En los primeros días de 1945, cuando los rusos estaban a punto de entrar a Budapest, el jefe de las S.S. tuvo la intención de aniquilar a los 95.000 judíos que quedaban en los dos ghettos de la ciudad. Mediante la amenaza de pedir su juzgamiento futuro por crímenes de guerra y también con dádivas de alimentos a la policía húngara, Wallenberg logró evitar la tragedia definitiva. Poco después, los soviéticos entraron a la ciudad, detuvieron a Raúl y este desapareció para siempre. Este joven idealista tenía entonces solamente 31 años.
Arístides de Sousa Mendes, en cambio, era un hombre maduro, conservador, de 55 años de edad, cuando la guerra lo encontró en Burdeos como cónsul de Portugal. Era católico y monárquico; había llevado una vida apacible como diplomático de carrera y había tenido con su esposa 14 hijos. En setiembre de 1940, al producirse el ingreso de las tropas nazis a Francia, llegaron huyendo hasta Burdeos periodistas, intelectuales, artistas, políticos franceses, militares extranjeros que se habían manifestado contra el fascismo y familias enteras de judíos perseguidos. Para los que no tenían dinero para un viaje en barco, la alternativa era Portugal, pues los guardias fronterizos españoles permitían el paso a quienes tuvieran visas lusitanas. Pero la orden del presidente portugués Oliveira Salazar era terminante: no debían emitirse visas a hebreos ni a otras personas ”indeseables”.

------

- Instrucción dada A
Extrae del pasaje sobre Wallenberg y Sousa Mendes el fragmento que empieza con "En los primeros" y sigue hasta "solamente 31 años.".
- Instrucción dada B
Enumera los grupos de personas que, según el pasaje sobre Wallenberg y Sousa Mendes, llegaron huyendo a Burdeos en setiembre de 1940.
- Instrucción dada C
Continúa el relato sobre Wallenberg y Sousa Mendes después de su última oración.

- Extractos de datos
------

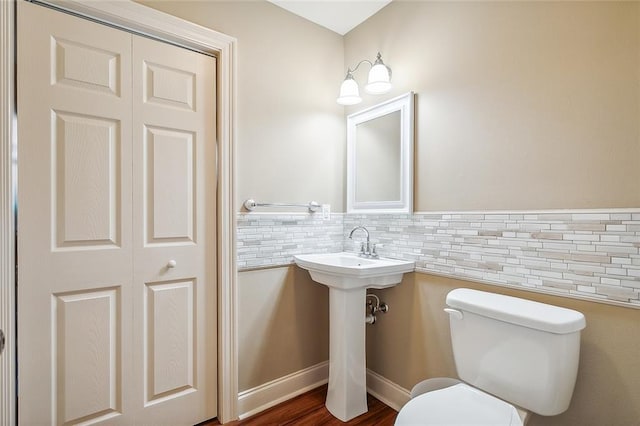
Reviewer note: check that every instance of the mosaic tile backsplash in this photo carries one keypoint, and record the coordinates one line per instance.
(594, 254)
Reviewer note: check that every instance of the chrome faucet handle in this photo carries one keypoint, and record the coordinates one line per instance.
(373, 253)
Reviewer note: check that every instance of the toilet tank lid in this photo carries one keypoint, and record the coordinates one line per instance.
(526, 313)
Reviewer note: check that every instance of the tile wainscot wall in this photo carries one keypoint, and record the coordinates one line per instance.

------

- Respuesta escrita A
En los primeros días de 1945, cuando los rusos estaban a punto de entrar a Budapest, el jefe de las S.S. tuvo la intención de aniquilar a los 95.000 judíos que quedaban en los dos ghettos de la ciudad. Mediante la amenaza de pedir su juzgamiento futuro por crímenes de guerra y también con dádivas de alimentos a la policía húngara, Wallenberg logró evitar la tragedia definitiva. Poco después, los soviéticos entraron a la ciudad, detuvieron a Raúl y este desapareció para siempre. Este joven idealista tenía entonces solamente 31 años.

- Respuesta escrita B
- Periodistas
- Intelectuales
- Artistas
- Políticos franceses
- Militares extranjeros que se habían manifestado contra el fascismo
- Familias enteras de judíos perseguidos

- Respuesta escrita C
El cónsul abrió sus oficinas y hasta su casa particular a los fugitivos y las habitaciones se llenaron con cientos de personas, que dormían en el piso y en las escaleras. Acosado por la angustia de la gente, sabedor de que los judíos iban a ser enviados a campos de exterminio, Sousa Mendes resolvió desobedecer. ”Nuestra Constitución establece que ni la religión ni las creencias políticas pueden ser usadas para rechazar la permanencia en Portugal”, les anunció una mañana a los refugiados y otorgó miles de visas. A los tres días los nazis bombardearon Burdeos y el cónsul debió huir por la misma ruta que sus protegidos. En el camino siguió firmando visas, inclusive sobre trozos de papel de diario. La dictadura portuguesa reconoció los pasaportes visados por el cónsul y brindó asilo a cientos de miles de refugiados, pero detuvo a Sousa Mendes, lo juzgó y lo destituyó. Su nombre fue proscripto, su casa de Cabanas de Viriato rematada y, en 1954, murió en la ruina. Algunos de sus hijos fueron sacados del país por la sociedad de Ayuda al Inmigrante Hebreo. Recién en 1987 su memoria fue rehabilitada por el presidente Mario Soares.
Sousa Mendes no fue un joven audaz como Wallenberg, que se ofreció voluntariamente para una misión riesgosa, sino un hombre mayor que, en el momento crucial de su existencia, supo elegir con conciencia y valentía el camino del deber moral y el honor de funcionario. Ambos tuvieron el coraje de luchar por la paz y la convivencia entre los seres. La obra y los valores de estas dos figuras universales nos reconcilian con el género humano y nos recuerdan que, en las tenebrosas horas de la ignominia es cuando estamos obligados a defender el principio de que cada ser humano, no importa su religión o su color de la piel, debe ser respetado en su vida, su dignidad y sus derechos. Ese es el legado de Sousa Mendes y de Wallenberg, que estamos obligados a mantener vivo.
* José Ignacio García Hamilton fue recientemente distinguido, por la Fundación Internacional Raúl Wallenberg, con el premio ”Arístides de Sousa Mendes”.